Your goal: Reproduce every one of the items below word for word, leaving the pictures out of your answer.

(Coordinate labeling data)
........
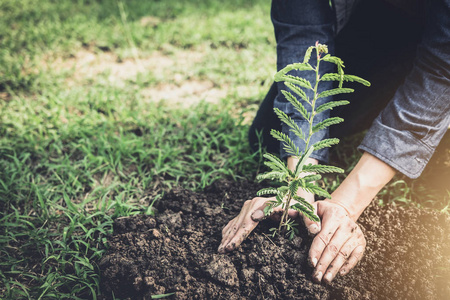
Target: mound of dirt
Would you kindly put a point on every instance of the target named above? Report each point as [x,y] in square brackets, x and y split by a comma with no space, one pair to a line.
[407,255]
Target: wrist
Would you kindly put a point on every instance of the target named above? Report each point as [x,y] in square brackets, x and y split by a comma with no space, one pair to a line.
[363,183]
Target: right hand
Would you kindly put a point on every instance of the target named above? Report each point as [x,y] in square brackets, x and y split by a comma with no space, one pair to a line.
[237,230]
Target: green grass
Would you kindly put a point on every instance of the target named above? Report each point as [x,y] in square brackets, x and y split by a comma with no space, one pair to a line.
[78,150]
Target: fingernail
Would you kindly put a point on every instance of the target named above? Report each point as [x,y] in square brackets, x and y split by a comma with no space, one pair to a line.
[328,277]
[313,229]
[258,215]
[318,276]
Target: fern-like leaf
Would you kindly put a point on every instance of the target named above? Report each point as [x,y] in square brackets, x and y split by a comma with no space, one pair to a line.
[294,79]
[312,188]
[295,66]
[321,169]
[339,77]
[293,187]
[335,91]
[302,161]
[306,212]
[331,105]
[333,59]
[312,177]
[326,123]
[297,90]
[288,144]
[267,191]
[276,161]
[308,54]
[325,143]
[303,202]
[274,175]
[289,122]
[297,104]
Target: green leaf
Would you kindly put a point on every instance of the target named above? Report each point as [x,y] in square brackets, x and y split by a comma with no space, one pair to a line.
[325,143]
[308,54]
[312,188]
[298,106]
[305,211]
[267,191]
[335,91]
[276,161]
[274,175]
[302,161]
[326,123]
[321,169]
[294,66]
[293,187]
[303,202]
[339,77]
[288,121]
[294,79]
[333,59]
[298,91]
[331,105]
[312,177]
[288,144]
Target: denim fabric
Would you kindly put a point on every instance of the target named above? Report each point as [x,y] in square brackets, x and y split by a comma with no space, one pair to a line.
[408,130]
[406,133]
[298,25]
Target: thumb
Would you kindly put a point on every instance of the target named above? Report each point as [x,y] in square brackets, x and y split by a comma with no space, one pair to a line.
[312,226]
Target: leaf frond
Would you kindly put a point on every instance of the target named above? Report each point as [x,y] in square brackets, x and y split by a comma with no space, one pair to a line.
[335,91]
[306,212]
[289,122]
[297,104]
[298,91]
[295,80]
[267,191]
[325,143]
[276,161]
[312,188]
[321,169]
[339,77]
[274,175]
[331,105]
[303,202]
[312,177]
[288,144]
[326,123]
[308,54]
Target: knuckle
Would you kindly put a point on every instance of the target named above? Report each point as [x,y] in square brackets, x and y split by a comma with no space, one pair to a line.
........
Task answer:
Target: mound of dirt
Would you kindly put a point on every instance of the target named above? Report each point as [x,y] in square brackets, x and y split by a comma with no space, one pair to a line.
[407,255]
Target: wrist
Would you kindly put a point on every instance of the target named above? Report each point as [x,y] in square brackets, x and y split by a comma with no space, one pair to a line.
[363,183]
Target: right hand
Would you kindly put a point on every instance of the target named above? Report each point as [x,y] in square brackets, x and y split by a comma with no space, one pair to a line.
[237,230]
Target: green grass
Would you kindly put a point on every instance of the target named above? Report each point as [x,y] in square brackets, x and y split by a comma with no space, one pair to a line.
[78,150]
Target: fingernail
Would you kindly put a point on every instance of the target named above? Report each point as [x,y] in square brackets, x and y split by a comma with no space, one pair to a line.
[328,277]
[313,229]
[258,215]
[318,276]
Target: fern-like leaf
Would you kindly put a point on every instance of the target named above? Report each point as [x,y] in square brackets, x and y split by a comma with no space, one pair to a line.
[294,79]
[312,188]
[295,66]
[321,169]
[339,77]
[293,187]
[335,91]
[302,161]
[306,212]
[331,105]
[333,59]
[312,177]
[326,123]
[297,90]
[288,144]
[267,191]
[276,161]
[308,54]
[325,143]
[303,202]
[274,175]
[289,122]
[297,104]
Target: green leaf
Would you kindly put a point on every instance of the target named above? Report each point as [x,y] in square brackets, x and y split by a comma with no space, one pair to a line.
[325,143]
[308,54]
[312,188]
[298,106]
[305,211]
[267,191]
[335,91]
[276,161]
[274,175]
[302,161]
[326,123]
[321,169]
[294,66]
[293,187]
[303,202]
[339,77]
[288,121]
[294,79]
[333,59]
[298,91]
[331,105]
[312,177]
[288,144]
Target: denim fabric
Would you kindly put a point on every instance of the target named above? Report each point as [x,y] in square brackets, x and y split by a comma with no space, one pair to a line.
[408,130]
[406,133]
[298,25]
Target: thumb
Would you kindly put a point on every instance of the target named above? Report each point as [x,y] in square brackets, x and y split by a comma with no space, one pair to a line.
[312,226]
Target: leaf frond
Would you kindly put a point on every instance of the target named above? Report each point as [x,y] in square brackets, x and y split by a comma with no space, one pair to a line.
[335,91]
[306,212]
[289,122]
[297,104]
[298,91]
[295,80]
[267,191]
[325,143]
[276,161]
[312,188]
[321,169]
[339,77]
[274,175]
[331,105]
[303,202]
[312,177]
[288,144]
[326,123]
[308,54]
Target: knuckle
Would you kindly put a point on every instance of the target named above? Report each point as [x,y] in square brackets, x and y split by a comma with no space, one pair to a line.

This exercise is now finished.